Para santri dan teman-teman UKI Al Hikmah dari institut pertanian (INTAN) Yogyakarta tengah mengikat tanaman tomat di lahan milik pesantren, didampingi oleh Ketua Yayasan Pesantren Darul Fallah Yogyakarta (Tim Jurnalis Desa Kalensari/Abu Zaed Al Ansori)

Para santri dan teman-teman UKI Al Hikmah dari institut pertanian (INTAN) Yogyakarta tengah mengikat tanaman tomat di lahan milik pesantren, didampingi oleh Ketua Yayasan Pesantren Darul Fallah Yogyakarta (Tim Jurnalis Desa Kalensari/Abu Zaed Al Ansori)

Yogyakarta, Villagerspost.com – Apa yang anda bayangkan saat mendengar kata “pesantren”? Umumnya orang pasti membayangkan sebuah areal dimana terdapat gedung untuk belajar, kompleks asrama untuk para santri dan tentunya masjid sebagai sarana ibadah dan sarana berkegiatan ekstra sekolah.

Bayangan itu bakal segera hilang ketika kita mengunjungi Peantren Pertanian Darul Fallah di Yogyakarta. Pesantren yang terletak di Dusun Sambi, Jalan Kaliurang Km 19, Yogyakarta itu sama sekali tak memiliki gedung dan fasilitas lain alias hanya beratapkan langit. Lantainya juga hanya berupa lahan pertanian seluas 4000 meter persegi. Santrinya adalah warga dari dusun sekitar yang khusus menimba ilmu agama plus ilmu pertanian serat wirausaha.

* **HASIL EKSTRAKSI**
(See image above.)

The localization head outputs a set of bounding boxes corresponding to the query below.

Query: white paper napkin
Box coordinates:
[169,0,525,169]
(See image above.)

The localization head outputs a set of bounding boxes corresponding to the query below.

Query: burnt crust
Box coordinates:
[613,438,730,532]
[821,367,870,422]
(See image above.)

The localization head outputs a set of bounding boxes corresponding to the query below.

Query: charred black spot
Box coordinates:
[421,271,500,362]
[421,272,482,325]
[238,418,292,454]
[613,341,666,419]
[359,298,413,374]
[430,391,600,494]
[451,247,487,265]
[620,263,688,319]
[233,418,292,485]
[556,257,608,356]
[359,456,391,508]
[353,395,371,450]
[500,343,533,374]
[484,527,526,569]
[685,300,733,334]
==
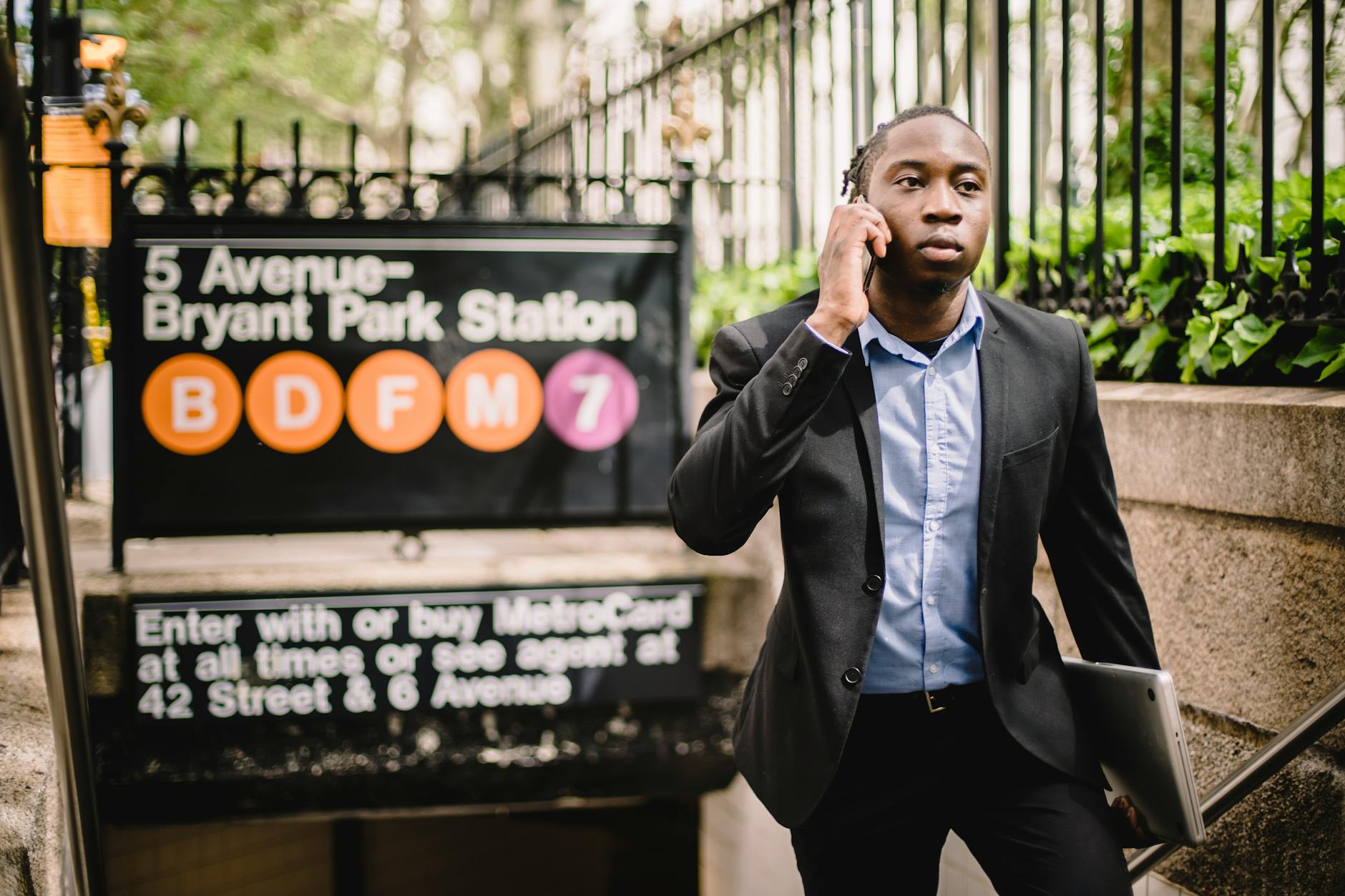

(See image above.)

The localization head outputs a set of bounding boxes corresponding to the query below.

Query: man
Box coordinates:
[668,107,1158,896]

* **PERSYARATAN**
1: Menurut kutipan di atas, berapa luas lahan pertanian yang menjadi lantai pesantren tersebut?
2: Ketik ulang bagian kutipan di atas dari "Yogyakarta, Villagerspost.com –" sampai "berkegiatan ekstra sekolah." tanpa mengubah apa pun.
Baris-baris data di atas tidak diperlukan.

* **JAWABAN TUGAS**
1: 4000 meter persegi.

2:
Yogyakarta, Villagerspost.com – Apa yang anda bayangkan saat mendengar kata “pesantren”? Umumnya orang pasti membayangkan sebuah areal dimana terdapat gedung untuk belajar, kompleks asrama untuk para santri dan tentunya masjid sebagai sarana ibadah dan sarana berkegiatan ekstra sekolah.